EXTRACTED ENTRIES:
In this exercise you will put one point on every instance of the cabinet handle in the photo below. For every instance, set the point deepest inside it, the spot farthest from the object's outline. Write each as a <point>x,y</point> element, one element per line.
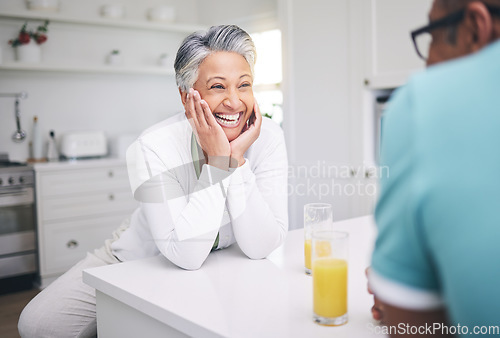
<point>72,244</point>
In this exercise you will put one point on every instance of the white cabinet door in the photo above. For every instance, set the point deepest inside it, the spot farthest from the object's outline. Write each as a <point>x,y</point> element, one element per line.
<point>391,56</point>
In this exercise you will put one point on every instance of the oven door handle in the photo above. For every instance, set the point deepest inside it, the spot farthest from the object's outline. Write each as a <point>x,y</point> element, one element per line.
<point>16,197</point>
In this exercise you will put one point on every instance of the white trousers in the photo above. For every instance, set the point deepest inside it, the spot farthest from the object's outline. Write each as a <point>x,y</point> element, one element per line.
<point>66,308</point>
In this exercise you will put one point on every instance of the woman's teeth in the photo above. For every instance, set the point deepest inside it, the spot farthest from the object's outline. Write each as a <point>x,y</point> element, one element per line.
<point>226,119</point>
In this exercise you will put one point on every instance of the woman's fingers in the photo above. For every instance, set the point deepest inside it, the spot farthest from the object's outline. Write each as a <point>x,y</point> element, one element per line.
<point>209,117</point>
<point>200,115</point>
<point>189,106</point>
<point>258,115</point>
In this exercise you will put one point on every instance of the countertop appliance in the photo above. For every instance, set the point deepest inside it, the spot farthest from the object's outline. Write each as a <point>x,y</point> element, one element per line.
<point>18,252</point>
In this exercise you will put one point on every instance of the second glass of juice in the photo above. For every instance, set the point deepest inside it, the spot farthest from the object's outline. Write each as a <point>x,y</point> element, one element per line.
<point>317,216</point>
<point>329,271</point>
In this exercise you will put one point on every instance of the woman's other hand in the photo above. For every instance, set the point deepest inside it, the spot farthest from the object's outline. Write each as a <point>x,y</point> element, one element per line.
<point>248,136</point>
<point>208,132</point>
<point>378,307</point>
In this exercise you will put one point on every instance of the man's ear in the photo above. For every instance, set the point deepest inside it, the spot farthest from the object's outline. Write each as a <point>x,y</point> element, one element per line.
<point>478,26</point>
<point>183,96</point>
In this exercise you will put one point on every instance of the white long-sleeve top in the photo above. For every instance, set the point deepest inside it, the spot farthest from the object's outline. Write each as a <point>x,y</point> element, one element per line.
<point>180,215</point>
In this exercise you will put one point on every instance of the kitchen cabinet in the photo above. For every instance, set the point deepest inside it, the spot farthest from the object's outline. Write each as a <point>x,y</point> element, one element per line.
<point>324,109</point>
<point>390,54</point>
<point>78,206</point>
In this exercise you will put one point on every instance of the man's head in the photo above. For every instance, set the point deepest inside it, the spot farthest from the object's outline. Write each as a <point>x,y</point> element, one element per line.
<point>475,30</point>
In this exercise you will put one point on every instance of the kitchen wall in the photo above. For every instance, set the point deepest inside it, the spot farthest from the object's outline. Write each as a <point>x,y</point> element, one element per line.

WRITTEN PROBLEM: Write out the listing word for word, omitting the pictures it holds.

SOLUTION:
In this exercise you will put one point on every instance of the cabinet handle in the photo below. For every instance, set the point deepest inside it, the spot farthest from the object's outline. Write each as a <point>x,y</point> element, one element per line.
<point>72,244</point>
In this exercise you will put one point on every instance of the white cabinet door in the photo above. For every instance, set the point deepest inside it, the spot farthest from the object's outline. Write each as a <point>x,y</point> element, one element per line.
<point>391,56</point>
In this exercise you will put one point on every instance of the oven door handle in the photo above. For every instance, set the point deepest inside it, the spot farthest from the object's outline. Write each as a <point>x,y</point> element, one element per line.
<point>16,197</point>
In this exercise you will put one point on every instance of the white trousers in the photo above. For every instance, set the point deepest inside it, the spot farthest from the object's outline. Write each as a <point>x,y</point> element, one element per line.
<point>66,308</point>
In this exercise you will put one point on every instance of the woman's teeth in the photo above. For every instance, set the point deepest inside it, the spot farthest from the object's outline. Write each as a <point>x,y</point> element, one element per line.
<point>226,119</point>
In this exercise you will put one point on every instance of the woman's fingers in the photo above. For every instance, set the point deepest inside it, the spot farthest from the object's outline. Write each as a <point>x,y</point> element, one element per line.
<point>209,117</point>
<point>200,115</point>
<point>189,106</point>
<point>258,115</point>
In this exercise you will put one point on every instance of the countertop appliance in the photo above. For every instance, set the point deepest inside it, the spot farthest from the object's outline. Write each as a <point>x,y</point> element, one element per line.
<point>18,252</point>
In this exercise you will put one point on every instance of the second glass of juice in the photo above. For every instance, set the point deepest inside it, the spot farthest from the object's outline. Write each as a <point>x,y</point> element, one element per line.
<point>317,216</point>
<point>329,271</point>
In this exercise you will put one point on every instance of the woman's other hand in the photo above. For every instance, set the point deepest inside it, the spot farthest from the object's outline. Write each as a <point>x,y</point> element, one element per line.
<point>248,136</point>
<point>208,132</point>
<point>378,307</point>
In this exercise you will put one point on every instance of the man's ear in the photo above. For every instance, set the point deepest inside it, the spot farthest from the object's outline. Write each as a <point>x,y</point> element, one element per line.
<point>478,26</point>
<point>183,96</point>
In this exercise you will put one point on every instance of the white long-sleeve top in the photo above. For every instance, set the point deepest inside it, the spot farthest from the object's outline. Write each as a <point>x,y</point> element, one element per line.
<point>180,215</point>
In this exercise you will put one point on every instance of the kitchen cabinet in the photo above. For every instance, set the point deepest inside it, the spot farthest from the object's outline. Write each as a <point>x,y</point> element, one element per line.
<point>324,109</point>
<point>390,54</point>
<point>78,206</point>
In this exercise you will put one point on every instance of the man's head in the photo above. For every instance, set the point deepest inside it, the spot farthest from the object's outline. Write each as a <point>x,y</point> element, one element per line.
<point>475,30</point>
In this exercise you will put one point on every instance of the kitchen wall in the photo above. For every instance, set the point deepest inside it, the spot farthest from the object's outline. Write each as a <point>x,y</point> element, one element per line.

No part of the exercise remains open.